PAGINAFRAGMENT.

Typische landbouwgemeente aan de Aa; overwegend vlak landschap met de Galgenberg (26 meter) en de Molenberg (19 meter) als hoogste punten. Gelegen ten zuidoosten van de hoofdgemeente Lille. In het oosten begrensd door Kasterlee-Lichtaart, in het zuiden door Herentals en in het westen door Vorselaar. Oppervlakte: 1.146 hectare. Inwoners op 31/12/2000: 2.510.
Volgens W. Van den Branden oudste vermelding als "Pudele" in een oorkonde van 1118, vermoedelijk in de betekenis van "bosje of houtgewas op verhoogde zandgrond nabij een modderige plaats"; in 1457 gaf hertog Filips van Bourgondië Poederlee in leen aan de familie van Vriesele; latere eigenaars zijn onder meer de families de Brimeu, Snoy en van Steenhuys. In 1653 werd Poederlee verheven tot baronie ten voordele van Philippe-Guillaume van Steenhuys, vanaf 1717 droeg Eugène d'Olmen de titel van baron van Poederlee.
Op kerkelijk gebied was Poederlee vóór 1123 een afhankelijkheid van de moederparochie Vorselaar. In 1123 gaf de bisschop van Kamerijk het altaar van Vorselaar samen met de capella van Poederlee aan het kapittel van Kamerijk; in 1321 werd Poederlee met Wechelderzande als annex afgescheiden. De scheiding tussen Poederlee en Wechelderzande gebeurde in 1572 door bisschop Sonnius.

WAT TE DOEN.
Vertaal de zin "De scheiding tussen Poederlee en Wechelderzande gebeurde in 1572 door bisschop Sonnius." uit het fragment over Poederlee naar het Engels. Baseer je uitsluitend op het fragment over Poederlee.

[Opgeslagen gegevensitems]
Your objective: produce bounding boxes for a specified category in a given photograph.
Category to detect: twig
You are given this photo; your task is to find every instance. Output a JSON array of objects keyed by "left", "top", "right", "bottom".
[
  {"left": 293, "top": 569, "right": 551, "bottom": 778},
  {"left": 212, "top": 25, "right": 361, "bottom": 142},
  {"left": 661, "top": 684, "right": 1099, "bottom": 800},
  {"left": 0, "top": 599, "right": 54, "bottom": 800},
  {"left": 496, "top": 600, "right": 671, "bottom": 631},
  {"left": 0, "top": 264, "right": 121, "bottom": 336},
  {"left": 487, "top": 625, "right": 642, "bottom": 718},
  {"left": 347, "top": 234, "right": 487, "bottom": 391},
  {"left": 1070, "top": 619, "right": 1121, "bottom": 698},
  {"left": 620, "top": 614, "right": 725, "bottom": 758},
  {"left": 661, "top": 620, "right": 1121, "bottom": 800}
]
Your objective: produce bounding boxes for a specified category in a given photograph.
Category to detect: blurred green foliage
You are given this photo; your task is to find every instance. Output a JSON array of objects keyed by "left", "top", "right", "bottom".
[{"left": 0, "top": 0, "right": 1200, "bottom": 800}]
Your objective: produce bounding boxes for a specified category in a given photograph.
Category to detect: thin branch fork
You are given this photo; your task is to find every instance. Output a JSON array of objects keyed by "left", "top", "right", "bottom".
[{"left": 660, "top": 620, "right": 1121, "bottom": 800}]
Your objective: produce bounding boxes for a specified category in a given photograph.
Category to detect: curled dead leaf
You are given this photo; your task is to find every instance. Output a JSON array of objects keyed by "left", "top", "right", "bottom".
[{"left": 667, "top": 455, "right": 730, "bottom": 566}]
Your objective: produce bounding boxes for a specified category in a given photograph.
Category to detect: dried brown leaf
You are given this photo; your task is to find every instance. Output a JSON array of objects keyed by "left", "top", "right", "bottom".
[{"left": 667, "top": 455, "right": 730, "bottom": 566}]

---

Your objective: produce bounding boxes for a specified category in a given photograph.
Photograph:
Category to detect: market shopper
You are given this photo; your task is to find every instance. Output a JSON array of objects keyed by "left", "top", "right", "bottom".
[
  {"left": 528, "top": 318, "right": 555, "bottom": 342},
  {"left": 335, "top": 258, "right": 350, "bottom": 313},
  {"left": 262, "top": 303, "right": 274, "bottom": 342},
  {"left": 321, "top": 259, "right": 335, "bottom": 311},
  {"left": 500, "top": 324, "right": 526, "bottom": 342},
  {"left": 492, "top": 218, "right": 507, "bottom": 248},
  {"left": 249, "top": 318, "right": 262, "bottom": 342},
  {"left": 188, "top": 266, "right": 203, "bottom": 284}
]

OPLOSSING OPDRACHT.
The separation between Poederlee and Wechelderzande was carried out in 1572 by Bishop Sonnius.